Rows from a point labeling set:

##############################

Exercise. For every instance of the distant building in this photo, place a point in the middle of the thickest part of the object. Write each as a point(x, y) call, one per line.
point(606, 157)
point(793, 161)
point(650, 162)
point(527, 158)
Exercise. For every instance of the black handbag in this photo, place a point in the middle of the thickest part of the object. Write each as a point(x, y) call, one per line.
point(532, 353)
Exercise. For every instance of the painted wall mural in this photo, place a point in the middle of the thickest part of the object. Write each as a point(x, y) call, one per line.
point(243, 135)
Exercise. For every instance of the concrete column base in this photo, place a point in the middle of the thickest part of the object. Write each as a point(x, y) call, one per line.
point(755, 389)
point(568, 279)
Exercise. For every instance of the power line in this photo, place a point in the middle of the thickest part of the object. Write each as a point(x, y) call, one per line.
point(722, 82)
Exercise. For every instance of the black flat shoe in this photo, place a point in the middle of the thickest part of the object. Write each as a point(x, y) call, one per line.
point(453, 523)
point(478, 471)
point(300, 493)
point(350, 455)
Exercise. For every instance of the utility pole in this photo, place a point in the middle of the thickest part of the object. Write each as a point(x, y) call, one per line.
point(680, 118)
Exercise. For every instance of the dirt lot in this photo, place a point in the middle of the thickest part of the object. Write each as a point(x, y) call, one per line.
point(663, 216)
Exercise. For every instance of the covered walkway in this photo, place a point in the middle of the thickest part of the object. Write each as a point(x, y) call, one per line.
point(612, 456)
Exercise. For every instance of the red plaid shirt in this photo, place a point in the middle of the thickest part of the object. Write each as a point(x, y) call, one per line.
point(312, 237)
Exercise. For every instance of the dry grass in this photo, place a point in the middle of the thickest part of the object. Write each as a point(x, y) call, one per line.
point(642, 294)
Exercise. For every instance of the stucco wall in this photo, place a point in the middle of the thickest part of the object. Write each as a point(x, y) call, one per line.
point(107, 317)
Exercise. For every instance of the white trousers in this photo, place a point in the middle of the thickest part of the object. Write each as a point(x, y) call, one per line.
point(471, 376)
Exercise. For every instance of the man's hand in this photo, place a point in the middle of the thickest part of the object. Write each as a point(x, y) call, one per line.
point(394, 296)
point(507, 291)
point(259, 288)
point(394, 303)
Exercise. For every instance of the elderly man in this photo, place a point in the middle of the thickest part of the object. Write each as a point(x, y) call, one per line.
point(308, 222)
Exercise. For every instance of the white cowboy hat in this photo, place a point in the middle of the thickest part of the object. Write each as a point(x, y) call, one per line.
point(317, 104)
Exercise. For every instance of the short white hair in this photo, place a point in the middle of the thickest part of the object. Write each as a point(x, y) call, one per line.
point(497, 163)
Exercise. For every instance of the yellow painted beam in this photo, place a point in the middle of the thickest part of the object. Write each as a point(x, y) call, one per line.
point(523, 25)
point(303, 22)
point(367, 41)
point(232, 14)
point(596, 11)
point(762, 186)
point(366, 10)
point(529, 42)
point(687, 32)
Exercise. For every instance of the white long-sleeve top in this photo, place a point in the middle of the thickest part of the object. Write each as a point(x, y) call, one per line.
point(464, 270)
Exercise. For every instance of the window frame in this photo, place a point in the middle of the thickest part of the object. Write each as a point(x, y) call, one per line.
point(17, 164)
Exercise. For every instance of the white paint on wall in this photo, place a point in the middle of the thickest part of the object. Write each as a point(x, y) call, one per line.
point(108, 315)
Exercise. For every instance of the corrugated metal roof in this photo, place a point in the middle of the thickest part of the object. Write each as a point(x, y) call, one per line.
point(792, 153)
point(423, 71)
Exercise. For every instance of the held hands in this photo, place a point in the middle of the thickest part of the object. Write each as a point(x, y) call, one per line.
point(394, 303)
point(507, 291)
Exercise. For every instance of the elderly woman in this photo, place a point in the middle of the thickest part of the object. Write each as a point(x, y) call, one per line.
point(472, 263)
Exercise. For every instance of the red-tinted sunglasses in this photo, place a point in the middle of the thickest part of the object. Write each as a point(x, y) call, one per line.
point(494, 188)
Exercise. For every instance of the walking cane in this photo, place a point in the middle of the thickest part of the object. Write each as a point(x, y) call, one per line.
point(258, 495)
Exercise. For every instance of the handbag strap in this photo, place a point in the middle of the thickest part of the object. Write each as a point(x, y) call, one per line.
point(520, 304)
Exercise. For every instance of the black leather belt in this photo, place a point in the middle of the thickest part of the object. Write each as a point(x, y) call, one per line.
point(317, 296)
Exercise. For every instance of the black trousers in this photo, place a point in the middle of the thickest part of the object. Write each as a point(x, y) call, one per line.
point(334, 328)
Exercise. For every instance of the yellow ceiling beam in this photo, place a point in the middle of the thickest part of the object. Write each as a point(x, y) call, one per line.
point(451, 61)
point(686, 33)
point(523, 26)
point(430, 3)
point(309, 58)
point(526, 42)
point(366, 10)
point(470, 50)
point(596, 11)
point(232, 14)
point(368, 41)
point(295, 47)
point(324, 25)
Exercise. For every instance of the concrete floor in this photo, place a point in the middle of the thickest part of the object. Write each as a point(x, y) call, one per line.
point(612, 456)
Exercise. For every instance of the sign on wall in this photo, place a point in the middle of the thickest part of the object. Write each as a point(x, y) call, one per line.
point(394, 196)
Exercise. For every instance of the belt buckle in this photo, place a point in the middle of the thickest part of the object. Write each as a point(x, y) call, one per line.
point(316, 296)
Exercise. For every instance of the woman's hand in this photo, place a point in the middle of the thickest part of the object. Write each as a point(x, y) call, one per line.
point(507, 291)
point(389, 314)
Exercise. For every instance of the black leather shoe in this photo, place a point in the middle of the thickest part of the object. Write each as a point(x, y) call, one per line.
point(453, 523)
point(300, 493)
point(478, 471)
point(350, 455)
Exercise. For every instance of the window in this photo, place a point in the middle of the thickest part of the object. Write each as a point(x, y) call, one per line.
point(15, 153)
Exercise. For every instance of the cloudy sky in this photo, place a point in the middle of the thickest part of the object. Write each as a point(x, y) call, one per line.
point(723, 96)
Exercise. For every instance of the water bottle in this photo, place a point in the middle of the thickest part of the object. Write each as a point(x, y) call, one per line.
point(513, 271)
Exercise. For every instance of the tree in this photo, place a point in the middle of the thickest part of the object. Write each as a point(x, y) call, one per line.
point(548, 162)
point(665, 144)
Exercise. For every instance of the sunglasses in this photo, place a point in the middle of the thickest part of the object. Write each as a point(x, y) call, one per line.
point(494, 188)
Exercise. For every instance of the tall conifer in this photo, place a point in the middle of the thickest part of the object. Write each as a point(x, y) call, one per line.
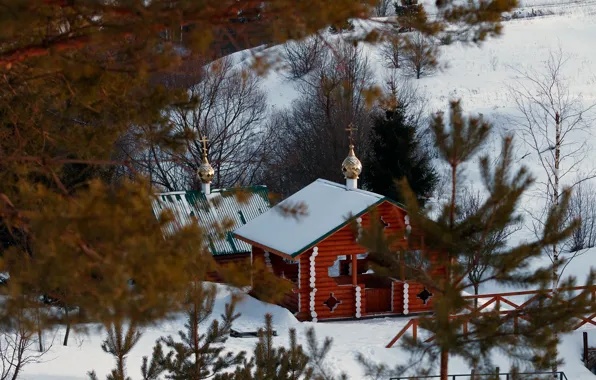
point(440, 252)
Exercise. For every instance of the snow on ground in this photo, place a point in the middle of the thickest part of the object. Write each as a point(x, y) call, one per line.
point(477, 74)
point(368, 337)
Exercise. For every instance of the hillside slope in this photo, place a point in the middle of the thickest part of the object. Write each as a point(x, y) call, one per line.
point(479, 75)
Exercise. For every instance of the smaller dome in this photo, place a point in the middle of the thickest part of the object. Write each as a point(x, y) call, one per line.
point(205, 171)
point(351, 167)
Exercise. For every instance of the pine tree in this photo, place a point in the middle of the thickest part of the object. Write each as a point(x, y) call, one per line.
point(74, 78)
point(201, 355)
point(119, 343)
point(409, 14)
point(396, 153)
point(285, 363)
point(440, 251)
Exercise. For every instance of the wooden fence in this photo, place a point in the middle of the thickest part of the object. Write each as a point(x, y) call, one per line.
point(494, 303)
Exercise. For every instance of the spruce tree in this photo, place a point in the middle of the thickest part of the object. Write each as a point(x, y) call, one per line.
point(396, 153)
point(440, 250)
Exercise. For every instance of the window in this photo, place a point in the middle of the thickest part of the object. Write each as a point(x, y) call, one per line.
point(337, 269)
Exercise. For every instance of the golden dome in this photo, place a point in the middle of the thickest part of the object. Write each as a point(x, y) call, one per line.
point(206, 171)
point(351, 167)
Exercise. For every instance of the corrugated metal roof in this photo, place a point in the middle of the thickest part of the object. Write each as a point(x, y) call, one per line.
point(211, 210)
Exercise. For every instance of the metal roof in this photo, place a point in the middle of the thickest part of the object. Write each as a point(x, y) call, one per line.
point(210, 210)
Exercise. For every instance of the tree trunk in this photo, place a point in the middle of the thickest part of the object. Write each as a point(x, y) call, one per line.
point(476, 291)
point(65, 343)
point(444, 364)
point(556, 203)
point(121, 367)
point(39, 339)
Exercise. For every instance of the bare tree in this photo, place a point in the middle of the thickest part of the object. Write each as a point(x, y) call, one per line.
point(478, 265)
point(391, 51)
point(308, 140)
point(420, 55)
point(228, 107)
point(305, 55)
point(383, 8)
point(19, 342)
point(582, 205)
point(551, 123)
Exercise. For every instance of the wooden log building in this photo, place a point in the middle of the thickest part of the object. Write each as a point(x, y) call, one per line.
point(320, 254)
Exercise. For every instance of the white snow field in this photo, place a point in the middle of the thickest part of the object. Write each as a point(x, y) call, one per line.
point(479, 75)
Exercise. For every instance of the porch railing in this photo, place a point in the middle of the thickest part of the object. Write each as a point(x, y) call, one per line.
point(504, 376)
point(511, 313)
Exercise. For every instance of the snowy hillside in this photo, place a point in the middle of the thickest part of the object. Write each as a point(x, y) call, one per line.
point(477, 74)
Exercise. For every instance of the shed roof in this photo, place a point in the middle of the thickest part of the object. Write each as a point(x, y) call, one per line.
point(329, 206)
point(213, 208)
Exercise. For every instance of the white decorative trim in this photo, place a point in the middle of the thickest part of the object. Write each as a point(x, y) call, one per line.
point(406, 300)
point(358, 303)
point(268, 261)
point(392, 291)
point(313, 273)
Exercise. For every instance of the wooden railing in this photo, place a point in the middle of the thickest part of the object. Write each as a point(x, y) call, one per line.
point(497, 301)
point(505, 376)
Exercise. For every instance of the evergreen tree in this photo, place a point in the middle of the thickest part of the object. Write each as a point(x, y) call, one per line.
point(396, 153)
point(119, 343)
point(409, 14)
point(440, 260)
point(200, 355)
point(285, 363)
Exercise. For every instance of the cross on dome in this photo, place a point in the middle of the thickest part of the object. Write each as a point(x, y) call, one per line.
point(205, 171)
point(351, 167)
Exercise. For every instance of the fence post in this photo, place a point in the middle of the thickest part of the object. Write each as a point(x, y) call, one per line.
point(586, 350)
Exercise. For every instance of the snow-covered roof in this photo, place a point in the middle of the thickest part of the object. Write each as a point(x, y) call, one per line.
point(329, 206)
point(212, 209)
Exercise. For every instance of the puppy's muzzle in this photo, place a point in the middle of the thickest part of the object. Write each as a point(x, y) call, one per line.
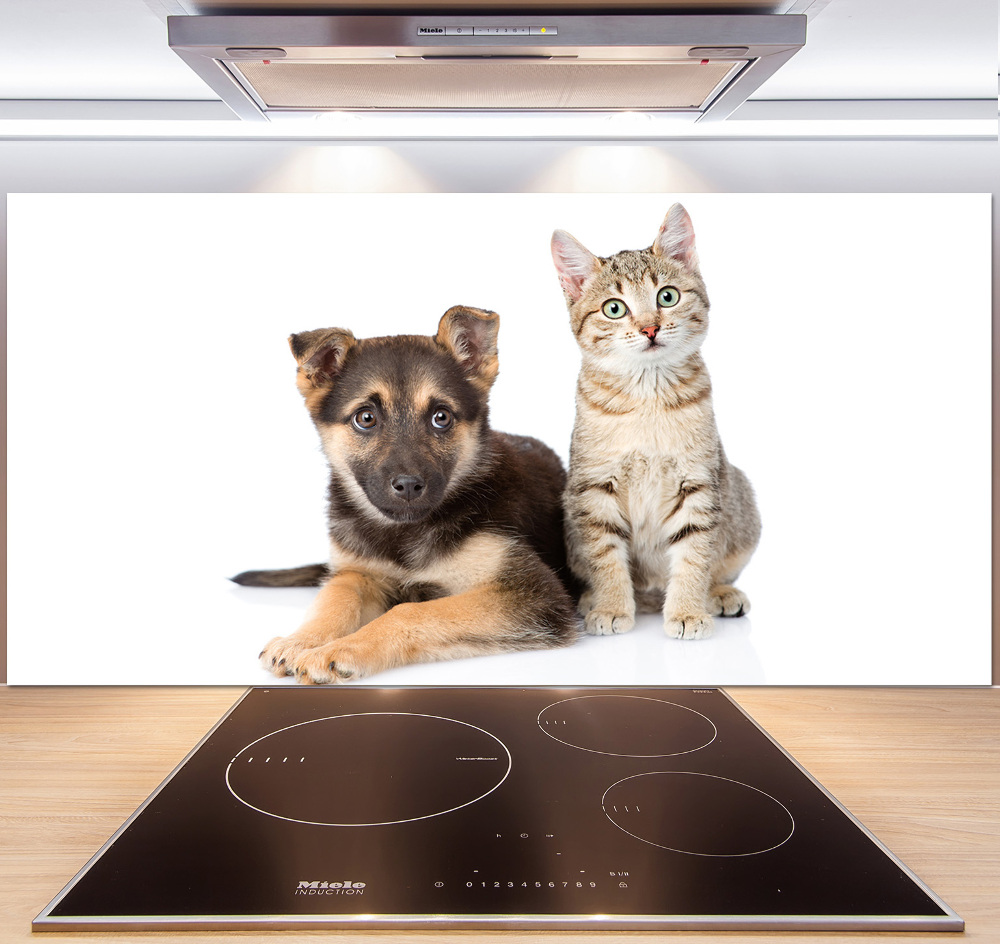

##############################

Rewrite the rows from the line containing "Exercise. For every instance of the bare" through the line containing "point(551, 123)", both ends included. Keep each request line unchanged and shift every coordinate in the answers by adding 7 to it.

Exercise. For every instance of the bare tree in this photo, place a point in the middle of the thickest part of the object. Write each as a point(x, y) call, one per line.
point(485, 272)
point(398, 58)
point(315, 147)
point(427, 62)
point(235, 114)
point(312, 62)
point(390, 15)
point(26, 349)
point(589, 212)
point(558, 130)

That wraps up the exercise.